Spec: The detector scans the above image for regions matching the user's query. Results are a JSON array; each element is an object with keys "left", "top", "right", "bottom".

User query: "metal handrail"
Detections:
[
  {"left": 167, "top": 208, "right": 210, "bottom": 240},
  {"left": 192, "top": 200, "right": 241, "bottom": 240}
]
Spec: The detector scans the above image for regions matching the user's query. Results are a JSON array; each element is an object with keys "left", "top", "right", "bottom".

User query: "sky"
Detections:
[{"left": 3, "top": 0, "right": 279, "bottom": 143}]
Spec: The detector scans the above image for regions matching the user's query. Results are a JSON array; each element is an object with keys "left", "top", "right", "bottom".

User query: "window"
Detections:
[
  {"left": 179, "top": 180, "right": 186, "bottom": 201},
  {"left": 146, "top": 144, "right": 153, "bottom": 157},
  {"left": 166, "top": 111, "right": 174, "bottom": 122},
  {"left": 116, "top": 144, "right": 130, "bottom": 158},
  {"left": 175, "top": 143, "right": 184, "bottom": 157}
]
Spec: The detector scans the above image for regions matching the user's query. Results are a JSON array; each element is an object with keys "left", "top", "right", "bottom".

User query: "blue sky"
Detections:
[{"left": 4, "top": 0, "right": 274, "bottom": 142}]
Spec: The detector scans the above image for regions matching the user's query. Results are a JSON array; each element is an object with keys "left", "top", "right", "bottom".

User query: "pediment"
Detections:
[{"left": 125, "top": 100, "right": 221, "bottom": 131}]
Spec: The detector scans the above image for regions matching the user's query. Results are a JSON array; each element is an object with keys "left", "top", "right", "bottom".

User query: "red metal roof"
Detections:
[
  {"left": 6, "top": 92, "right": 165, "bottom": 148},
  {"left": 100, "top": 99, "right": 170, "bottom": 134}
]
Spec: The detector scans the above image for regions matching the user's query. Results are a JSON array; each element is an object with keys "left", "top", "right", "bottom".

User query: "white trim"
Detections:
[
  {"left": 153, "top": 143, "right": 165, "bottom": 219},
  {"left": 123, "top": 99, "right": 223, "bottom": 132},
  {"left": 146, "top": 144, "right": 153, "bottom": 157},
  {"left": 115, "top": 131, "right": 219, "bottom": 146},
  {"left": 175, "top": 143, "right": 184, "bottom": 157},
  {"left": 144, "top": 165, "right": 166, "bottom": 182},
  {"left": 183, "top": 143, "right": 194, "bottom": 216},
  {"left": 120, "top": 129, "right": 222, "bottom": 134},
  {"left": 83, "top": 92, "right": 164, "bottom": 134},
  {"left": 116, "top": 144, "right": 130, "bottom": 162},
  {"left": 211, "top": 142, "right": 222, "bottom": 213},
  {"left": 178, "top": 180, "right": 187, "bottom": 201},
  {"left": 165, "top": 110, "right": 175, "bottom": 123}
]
◇ ◇ ◇ ◇ ◇
**Task to carry out**. Would you set down every record again, exactly as it appears above?

**Solution to this task**.
Spec: The detector scans the above image for regions matching the user's query. Results are a JSON array; each element is an object with keys "left", "top", "right", "bottom".

User query: "metal handrail"
Detections:
[
  {"left": 167, "top": 208, "right": 210, "bottom": 240},
  {"left": 192, "top": 200, "right": 241, "bottom": 240}
]
Spec: The detector scans the above image for regions matching the user's query. Results are a JSON array; each element is an object with keys "left", "top", "right", "bottom".

User query: "sky"
Detections:
[{"left": 3, "top": 0, "right": 279, "bottom": 143}]
Spec: The detector scans the above image for regions matching the user's query. Results are a JSON array; each element is an object with keys "left", "top", "right", "bottom".

User query: "window"
Detections:
[
  {"left": 179, "top": 180, "right": 186, "bottom": 201},
  {"left": 146, "top": 144, "right": 153, "bottom": 157},
  {"left": 166, "top": 111, "right": 174, "bottom": 122},
  {"left": 116, "top": 144, "right": 130, "bottom": 158},
  {"left": 175, "top": 143, "right": 184, "bottom": 157}
]
Spec: The detector scans the above image for regions matching the user's query. Results are a JSON array; each element is an object with keys "left", "top", "right", "bottom".

User query: "blue sky"
Detections:
[{"left": 4, "top": 0, "right": 274, "bottom": 142}]
Spec: The detector scans the above image for regions matching the user's query. Results are a JSON array; each element is an object with keys "left", "top", "right", "bottom".

User query: "pediment"
Detections:
[{"left": 125, "top": 100, "right": 221, "bottom": 131}]
Spec: The detector scans the above image for regions matching the user's query. Results are a JSON array; each element is an object with keys "left", "top", "right", "bottom".

User query: "red metal roof"
Detections:
[
  {"left": 6, "top": 92, "right": 165, "bottom": 148},
  {"left": 100, "top": 99, "right": 170, "bottom": 134}
]
Spec: The detector scans the above image for regions matching the user's query. Results are a JSON array; each element is an object with keys "left", "top", "right", "bottom".

User query: "white trim"
Detections:
[
  {"left": 153, "top": 143, "right": 165, "bottom": 219},
  {"left": 123, "top": 99, "right": 223, "bottom": 132},
  {"left": 146, "top": 144, "right": 153, "bottom": 157},
  {"left": 115, "top": 131, "right": 219, "bottom": 146},
  {"left": 175, "top": 143, "right": 184, "bottom": 157},
  {"left": 144, "top": 165, "right": 166, "bottom": 182},
  {"left": 183, "top": 143, "right": 194, "bottom": 216},
  {"left": 120, "top": 129, "right": 222, "bottom": 134},
  {"left": 83, "top": 92, "right": 164, "bottom": 134},
  {"left": 116, "top": 144, "right": 130, "bottom": 162},
  {"left": 211, "top": 142, "right": 222, "bottom": 213},
  {"left": 178, "top": 180, "right": 187, "bottom": 201},
  {"left": 165, "top": 110, "right": 175, "bottom": 123}
]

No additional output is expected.